Data records START
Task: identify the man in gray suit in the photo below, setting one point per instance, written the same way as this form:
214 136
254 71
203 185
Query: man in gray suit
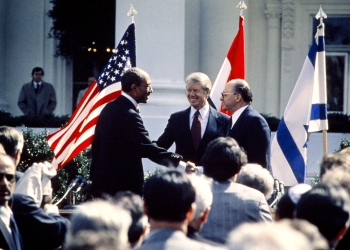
169 204
37 97
233 203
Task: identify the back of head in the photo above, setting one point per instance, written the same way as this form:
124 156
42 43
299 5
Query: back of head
204 195
130 77
242 87
168 196
337 160
11 139
257 177
99 216
223 159
133 203
262 236
310 231
327 206
199 77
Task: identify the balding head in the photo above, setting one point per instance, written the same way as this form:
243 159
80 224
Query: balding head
7 178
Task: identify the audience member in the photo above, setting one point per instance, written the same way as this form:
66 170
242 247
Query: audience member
10 237
233 203
203 201
262 236
327 206
133 203
12 140
37 97
82 92
337 160
169 205
311 232
288 202
98 218
257 177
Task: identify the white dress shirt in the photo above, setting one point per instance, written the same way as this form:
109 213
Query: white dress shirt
237 114
204 116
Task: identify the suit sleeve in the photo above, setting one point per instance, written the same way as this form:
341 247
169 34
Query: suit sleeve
22 102
259 143
144 147
52 100
167 138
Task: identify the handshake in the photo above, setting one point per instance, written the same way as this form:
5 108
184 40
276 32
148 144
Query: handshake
191 168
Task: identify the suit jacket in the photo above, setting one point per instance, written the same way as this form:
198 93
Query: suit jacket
178 131
41 103
170 239
119 144
38 229
252 132
232 205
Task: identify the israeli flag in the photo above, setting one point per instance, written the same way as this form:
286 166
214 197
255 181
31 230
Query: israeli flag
306 112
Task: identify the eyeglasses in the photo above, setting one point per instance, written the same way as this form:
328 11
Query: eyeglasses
223 94
10 177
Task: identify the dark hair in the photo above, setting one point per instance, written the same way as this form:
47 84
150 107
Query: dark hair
134 204
130 77
37 69
11 139
244 90
327 207
285 207
168 196
223 159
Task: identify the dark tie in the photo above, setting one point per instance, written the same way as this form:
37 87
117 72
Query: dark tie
15 233
196 130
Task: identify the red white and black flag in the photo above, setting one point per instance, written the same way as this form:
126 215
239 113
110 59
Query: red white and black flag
79 132
232 68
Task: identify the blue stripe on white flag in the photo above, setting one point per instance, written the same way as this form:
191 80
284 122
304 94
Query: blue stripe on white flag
291 151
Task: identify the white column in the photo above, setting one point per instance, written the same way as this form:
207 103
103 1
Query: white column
272 89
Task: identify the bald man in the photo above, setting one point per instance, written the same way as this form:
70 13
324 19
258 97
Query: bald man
247 127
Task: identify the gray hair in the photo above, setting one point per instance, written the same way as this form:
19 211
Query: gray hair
204 195
262 236
257 177
199 77
97 216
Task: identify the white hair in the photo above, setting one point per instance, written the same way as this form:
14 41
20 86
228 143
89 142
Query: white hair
257 177
262 236
204 195
100 216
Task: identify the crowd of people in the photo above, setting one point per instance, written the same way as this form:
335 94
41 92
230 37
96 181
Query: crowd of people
214 193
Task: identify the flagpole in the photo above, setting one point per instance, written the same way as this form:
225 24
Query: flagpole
320 15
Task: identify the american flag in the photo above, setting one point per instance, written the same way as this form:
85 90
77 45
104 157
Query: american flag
79 132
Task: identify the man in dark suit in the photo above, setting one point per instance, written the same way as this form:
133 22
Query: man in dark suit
10 238
169 206
37 97
121 140
180 129
233 203
247 127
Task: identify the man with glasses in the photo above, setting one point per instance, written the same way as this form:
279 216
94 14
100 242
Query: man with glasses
195 127
247 126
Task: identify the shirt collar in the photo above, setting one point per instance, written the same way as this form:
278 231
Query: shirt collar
203 111
237 114
130 99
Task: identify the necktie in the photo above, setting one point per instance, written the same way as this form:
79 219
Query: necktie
15 233
196 130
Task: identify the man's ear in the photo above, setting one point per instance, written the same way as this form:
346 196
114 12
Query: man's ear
191 212
18 157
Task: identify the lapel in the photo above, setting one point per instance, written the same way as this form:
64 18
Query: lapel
7 236
184 128
240 120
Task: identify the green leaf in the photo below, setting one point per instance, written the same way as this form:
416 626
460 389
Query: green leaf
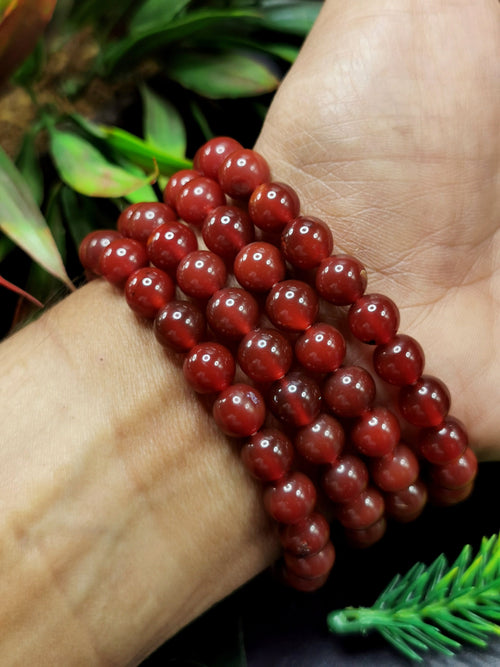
21 220
87 170
163 125
230 74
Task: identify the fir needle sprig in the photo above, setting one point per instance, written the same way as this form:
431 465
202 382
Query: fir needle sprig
434 608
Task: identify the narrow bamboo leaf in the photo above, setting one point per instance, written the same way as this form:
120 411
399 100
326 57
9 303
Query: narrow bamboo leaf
21 221
86 170
163 125
230 74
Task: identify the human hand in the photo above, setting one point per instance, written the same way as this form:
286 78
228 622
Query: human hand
387 126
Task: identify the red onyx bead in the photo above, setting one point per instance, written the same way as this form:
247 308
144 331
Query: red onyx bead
92 247
209 367
198 198
291 498
265 355
241 172
226 230
295 399
444 443
456 474
209 157
425 403
170 243
180 325
258 266
362 511
121 258
376 432
176 183
239 410
321 441
349 391
373 319
406 505
400 361
147 290
232 312
272 206
306 537
140 220
201 273
345 479
341 279
321 349
396 470
311 567
268 455
305 242
292 305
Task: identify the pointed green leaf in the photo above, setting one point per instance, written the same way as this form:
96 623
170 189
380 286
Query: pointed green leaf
21 220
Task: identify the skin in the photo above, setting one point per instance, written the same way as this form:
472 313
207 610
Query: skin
125 514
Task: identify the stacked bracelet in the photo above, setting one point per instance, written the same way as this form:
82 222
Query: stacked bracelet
304 413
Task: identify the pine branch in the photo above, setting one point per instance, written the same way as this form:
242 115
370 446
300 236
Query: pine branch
434 608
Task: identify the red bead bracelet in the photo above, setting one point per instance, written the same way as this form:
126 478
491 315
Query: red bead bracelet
241 301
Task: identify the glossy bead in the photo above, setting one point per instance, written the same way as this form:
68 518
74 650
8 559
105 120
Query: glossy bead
209 367
92 247
239 410
400 361
258 266
232 312
306 537
198 198
321 441
425 403
291 498
341 279
362 511
457 473
175 184
407 504
295 399
373 319
306 242
396 470
376 432
311 567
444 443
345 478
180 325
241 172
226 230
272 206
292 305
170 243
321 349
349 391
268 455
209 157
121 258
148 290
138 221
200 274
265 355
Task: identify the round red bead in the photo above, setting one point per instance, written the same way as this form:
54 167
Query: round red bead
306 242
258 266
239 410
201 273
374 319
147 290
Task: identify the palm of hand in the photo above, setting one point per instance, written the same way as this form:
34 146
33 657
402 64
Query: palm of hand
388 128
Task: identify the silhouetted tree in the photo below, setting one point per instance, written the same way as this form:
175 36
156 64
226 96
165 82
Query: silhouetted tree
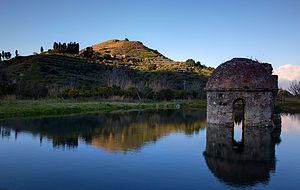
7 55
190 63
88 53
295 88
55 46
64 46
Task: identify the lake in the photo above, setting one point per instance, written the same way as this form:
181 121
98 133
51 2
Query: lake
167 149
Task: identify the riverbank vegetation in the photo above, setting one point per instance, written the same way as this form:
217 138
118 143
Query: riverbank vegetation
60 106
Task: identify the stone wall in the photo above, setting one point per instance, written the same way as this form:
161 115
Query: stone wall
259 106
242 168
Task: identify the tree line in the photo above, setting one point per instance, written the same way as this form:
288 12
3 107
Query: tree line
72 47
6 55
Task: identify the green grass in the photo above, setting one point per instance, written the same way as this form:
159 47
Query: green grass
56 107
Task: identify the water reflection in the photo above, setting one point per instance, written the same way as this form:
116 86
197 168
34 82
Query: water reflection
114 132
291 123
243 163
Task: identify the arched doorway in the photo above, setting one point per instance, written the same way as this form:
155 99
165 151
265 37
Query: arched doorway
238 114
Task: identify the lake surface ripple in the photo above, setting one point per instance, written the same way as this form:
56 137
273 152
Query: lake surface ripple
167 149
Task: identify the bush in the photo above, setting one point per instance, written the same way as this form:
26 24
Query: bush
166 94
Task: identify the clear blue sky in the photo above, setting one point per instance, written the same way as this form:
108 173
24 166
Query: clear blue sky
211 31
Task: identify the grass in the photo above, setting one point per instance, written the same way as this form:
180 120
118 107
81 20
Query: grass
57 107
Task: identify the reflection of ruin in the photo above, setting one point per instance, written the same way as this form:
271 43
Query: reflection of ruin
244 166
114 132
248 81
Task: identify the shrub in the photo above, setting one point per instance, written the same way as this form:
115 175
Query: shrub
166 94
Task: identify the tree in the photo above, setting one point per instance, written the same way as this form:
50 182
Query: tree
190 63
295 87
7 55
64 46
88 53
55 46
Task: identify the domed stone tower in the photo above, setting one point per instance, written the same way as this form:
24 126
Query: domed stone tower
246 80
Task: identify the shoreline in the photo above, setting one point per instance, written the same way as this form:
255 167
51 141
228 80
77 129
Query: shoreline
60 107
10 109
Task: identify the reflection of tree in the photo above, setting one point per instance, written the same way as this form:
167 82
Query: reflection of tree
247 167
114 132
Data records END
Return all lines of the data in which the string "below" appears.

Exercise result:
Task: identify the man in gray suit in the photo below, setting one point per instance, written the same way as this form:
Task: identify the green leaf in the photo below, setting one point per instance, written the same way as this form:
Task: identify the silhouetted tree in the photo below, setting one point per instance, written the same way as this form:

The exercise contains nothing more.